GIVEN PROBLEM: What follows is a set of records; repeat all of them exactly.

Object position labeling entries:
┌────────

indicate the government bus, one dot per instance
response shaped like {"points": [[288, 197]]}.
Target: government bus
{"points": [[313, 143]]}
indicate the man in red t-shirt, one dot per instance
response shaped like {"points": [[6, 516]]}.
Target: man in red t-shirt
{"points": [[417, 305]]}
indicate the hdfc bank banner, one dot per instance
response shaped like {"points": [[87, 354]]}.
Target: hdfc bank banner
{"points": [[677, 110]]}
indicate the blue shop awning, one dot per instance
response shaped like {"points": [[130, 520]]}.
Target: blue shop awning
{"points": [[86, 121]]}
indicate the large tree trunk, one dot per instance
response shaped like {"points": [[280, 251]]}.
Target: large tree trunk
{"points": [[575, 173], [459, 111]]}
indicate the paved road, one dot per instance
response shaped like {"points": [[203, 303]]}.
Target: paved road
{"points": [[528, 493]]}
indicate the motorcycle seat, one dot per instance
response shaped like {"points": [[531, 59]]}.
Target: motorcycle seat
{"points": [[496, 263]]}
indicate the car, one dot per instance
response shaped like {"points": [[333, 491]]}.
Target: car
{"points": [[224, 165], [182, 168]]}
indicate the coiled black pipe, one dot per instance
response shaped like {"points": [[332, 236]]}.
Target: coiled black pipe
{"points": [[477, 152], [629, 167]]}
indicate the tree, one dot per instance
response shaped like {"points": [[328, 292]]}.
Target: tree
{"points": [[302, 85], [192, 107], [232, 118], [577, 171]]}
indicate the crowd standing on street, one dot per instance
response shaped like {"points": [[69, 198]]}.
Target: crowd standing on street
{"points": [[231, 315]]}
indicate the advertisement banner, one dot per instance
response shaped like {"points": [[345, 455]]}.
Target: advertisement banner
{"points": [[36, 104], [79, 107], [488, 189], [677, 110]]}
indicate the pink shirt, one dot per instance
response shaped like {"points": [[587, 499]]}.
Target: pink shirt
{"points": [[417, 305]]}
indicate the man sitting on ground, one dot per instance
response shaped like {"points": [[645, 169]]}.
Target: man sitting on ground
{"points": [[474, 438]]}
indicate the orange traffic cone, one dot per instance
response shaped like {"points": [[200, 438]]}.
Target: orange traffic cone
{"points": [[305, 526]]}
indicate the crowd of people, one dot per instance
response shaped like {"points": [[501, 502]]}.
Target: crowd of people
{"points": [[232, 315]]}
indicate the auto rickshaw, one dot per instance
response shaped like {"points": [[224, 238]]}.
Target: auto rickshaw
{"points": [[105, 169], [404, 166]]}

└────────

OUTPUT FOR THIS EXERCISE:
indicate the government bus, one dot per instance
response shaped like {"points": [[288, 197]]}.
Target: government bus
{"points": [[313, 143]]}
indicate the man in red t-shirt, one dot per instance
response shaped like {"points": [[6, 516]]}.
Target: man in red t-shirt
{"points": [[417, 305]]}
indicate the hdfc bank banner, one dot per instance
response shaped like {"points": [[87, 354]]}.
Target: hdfc bank banner
{"points": [[677, 110]]}
indicate the blue shop awning, one dot per instance
response shaped like {"points": [[130, 520]]}.
Target: blue shop awning
{"points": [[86, 121]]}
indicate the large tree trunk, one dot per instance
response shaped like {"points": [[280, 251]]}.
Target: large tree trunk
{"points": [[575, 173], [459, 111]]}
indicate the paved road, one dot per instance
response shaped like {"points": [[203, 303]]}.
Target: paved road
{"points": [[528, 493]]}
indicate the motorcycle seat, one dot per instance
response shaped like {"points": [[531, 59]]}.
Target: motorcycle seat
{"points": [[496, 263]]}
indicate the car, one dot per instance
response shaped like {"points": [[333, 491]]}.
Target: car
{"points": [[224, 165], [182, 168]]}
indicate the coiled black pipe, one dot per instance
response shaped like {"points": [[332, 236]]}.
Target: coiled black pipe
{"points": [[477, 152], [629, 167]]}
indicate the tree, one dot per instance
response shaped like {"points": [[328, 292]]}.
Target: tree
{"points": [[302, 85], [192, 107], [232, 118], [577, 171]]}
indicate the crowd standing on street, one dot per instance
response shaped like {"points": [[69, 198]]}.
Target: crowd standing on street
{"points": [[231, 315]]}
indicate the advertisement banner, one dot per instance
response shaped like {"points": [[345, 455]]}.
Target: advertisement banner
{"points": [[36, 104], [79, 107], [488, 189], [677, 110]]}
indicate the pink shirt, one dot per instance
response shaped like {"points": [[587, 499]]}.
Target: pink shirt
{"points": [[417, 305]]}
indicate the man sitting on ground, one dot per instance
response shaped like {"points": [[645, 169]]}.
Target: man sitting on ground
{"points": [[474, 438]]}
indicate the orange traffic cone, one dot per instance
response shaped like {"points": [[200, 438]]}.
Target: orange traffic cone
{"points": [[305, 526]]}
indicate the crowd of people, one dot per instance
response shaped like {"points": [[501, 502]]}.
Target: crowd of people
{"points": [[232, 315]]}
indicate the auto rickshaw, one dot per instance
response shaped like {"points": [[224, 238]]}.
Target: auto rickshaw
{"points": [[105, 169], [404, 166]]}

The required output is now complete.